WHAT YOU NEED TO DO -
A. Reproduce the extract on harmol word for word, from "The results showed" to "receptor (Figure 4).".
B. In one to three sentences, explain why, according to the extract on harmol, the researchers tested harmol in PC3 hAR MMTV-luc cells at several R1881 concentrations.
C. Answer these questions from the extract on harmol:
(i) What IC50 did harmol show in PC3 hAR MMTV-luc cells with 0.3 nM R1881?
(ii) What concentration of [3H]-R1881 was used to incubate the U2OS-hAR-ARE-Luc cells?
(iii) What IC50 was reported for enzalutamide in competing for AR binding?

EXTRACT TO READ -
In order to confirm the competitive nature of harmol antagonism in a prostate cancer context, we tested the antagonist effects of harmol in PC-3 cells stably overexpressing AR (PALM cells also referred to as PC3 hAR MMTV-luc cells), in the presence of various concentrations of R1881 (0.1, 0.3, 1, 10 nM) using the same transactivation assays (Supplementary Figure S2). As was observed in U2OS cells, harmol could also inhibit AR transactivation in PC3 hAR MMTV-luc cells with the following IC50s: 183 nM (R1881 0.1 nM), 535 nM (R1881 0.3 nM), and 1.9 µM (R1881 1 nM). As anticipated, inhibition was not significant in the presence of 10 nM R1881. Similar results were obtained in DU145 cells transiently overexpressing the full-length AR, with a significant inhibition of AR transactivation in the presence of 1 nM R1881 (Supplementary Figure S2). Together, these results confirm that harmol hydrochloride is a competitive inhibitor of AR.
To further strengthen the fact that harmol hydrochloride is a competitive antagonist of AR, we studied its potential binding to AR in U2OS-hAR-ARE-Luc cells that were incubated with 0.3 nM [3H]-R1881, and increasing concentrations of unlabeled R1881 or of the tested drugs (Figure 4).
The results showed that both unlabeled R1881 and enzalutamide could compete with labeled R1881 for AR binding. They also demonstrated that harmol hydrochloride could compete with the ligand for binding with an IC50 of 540 nM vs. 150 nM for enzalutamide, demonstrating its affinity for the receptor (Figure 4).

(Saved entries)

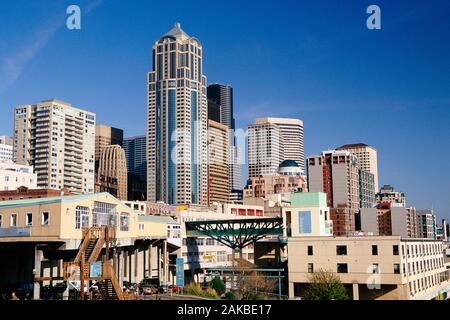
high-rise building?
[95,124,123,161]
[123,135,147,201]
[360,202,418,238]
[247,122,284,178]
[95,145,128,200]
[0,160,37,191]
[417,210,437,239]
[307,150,360,213]
[147,23,208,204]
[229,146,243,192]
[255,118,305,170]
[359,169,376,208]
[208,83,242,192]
[336,143,379,193]
[0,136,13,161]
[14,100,95,193]
[244,160,308,198]
[208,83,236,132]
[376,185,406,207]
[208,120,230,204]
[208,99,222,123]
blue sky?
[0,0,450,219]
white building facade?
[14,100,95,193]
[0,161,37,191]
[147,23,208,204]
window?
[336,246,347,256]
[392,245,398,256]
[337,263,348,273]
[26,213,33,227]
[372,263,380,273]
[372,245,378,256]
[75,206,89,229]
[120,212,130,231]
[41,212,48,226]
[298,211,311,233]
[9,213,17,227]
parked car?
[169,284,181,293]
[139,279,158,294]
[158,284,169,293]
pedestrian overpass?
[185,217,283,251]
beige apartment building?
[247,123,284,178]
[95,124,123,161]
[360,202,418,239]
[0,193,180,297]
[95,145,128,200]
[255,118,305,171]
[288,236,450,300]
[14,100,95,193]
[0,161,37,191]
[336,143,379,193]
[208,120,230,204]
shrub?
[202,288,220,299]
[225,291,237,300]
[210,277,226,296]
[183,282,203,297]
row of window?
[308,263,400,274]
[0,211,49,228]
[307,245,399,256]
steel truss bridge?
[185,218,283,250]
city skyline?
[0,1,450,219]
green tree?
[210,277,226,296]
[302,270,348,300]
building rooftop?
[279,160,299,168]
[0,192,120,208]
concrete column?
[164,240,169,283]
[288,281,295,298]
[33,246,44,300]
[158,245,162,285]
[148,243,153,278]
[133,247,139,282]
[353,283,359,300]
[117,251,125,286]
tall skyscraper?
[123,136,147,200]
[95,124,123,161]
[95,145,128,200]
[0,136,13,161]
[247,123,284,178]
[376,185,406,207]
[208,83,236,132]
[417,210,437,239]
[208,83,242,192]
[255,118,305,170]
[307,150,361,235]
[14,100,95,193]
[147,23,208,204]
[336,143,379,193]
[208,120,230,204]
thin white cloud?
[0,0,103,94]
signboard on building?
[89,261,102,279]
[176,258,184,287]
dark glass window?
[372,245,378,256]
[337,263,348,273]
[392,245,398,256]
[336,246,347,256]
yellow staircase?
[74,227,129,300]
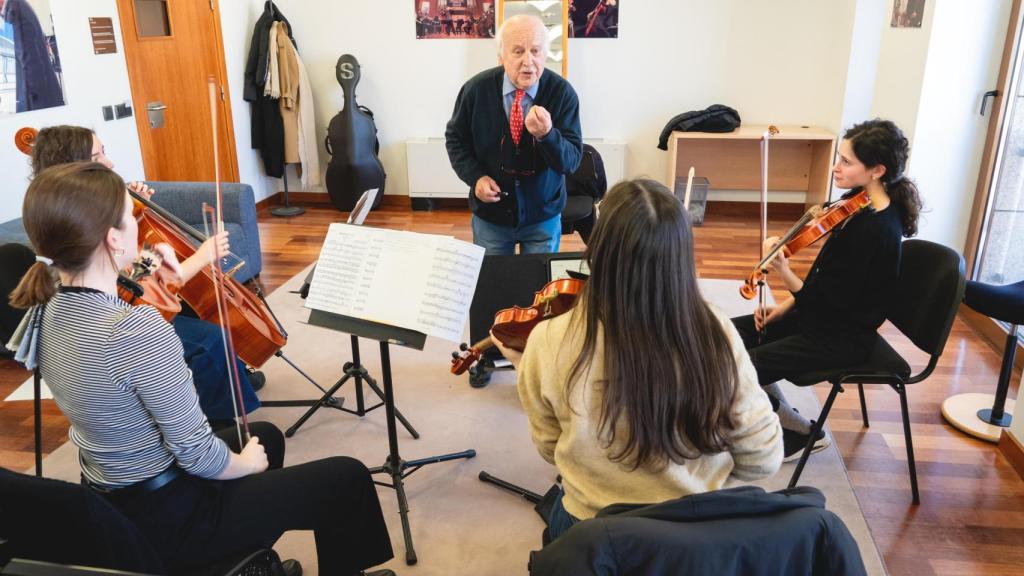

ANSWERS FOR THE TASKS -
A.
The results showed that both unlabeled R1881 and enzalutamide could compete with labeled R1881 for AR binding. They also demonstrated that harmol hydrochloride could compete with the ligand for binding with an IC50 of 540 nM vs. 150 nM for enzalutamide, demonstrating its affinity for the receptor (Figure 4).

B. They did so to confirm that harmol's antagonism of AR is competitive in a prostate cancer context. The PC3 hAR MMTV-luc cells are PC-3 cells that stably overexpress AR. They were tested with 0.1, 0.3, 1 and 10 nM R1881 using the same transactivation assays.

C.
(i) 535 nM
(ii) 0.3 nM
(iii) 150 nM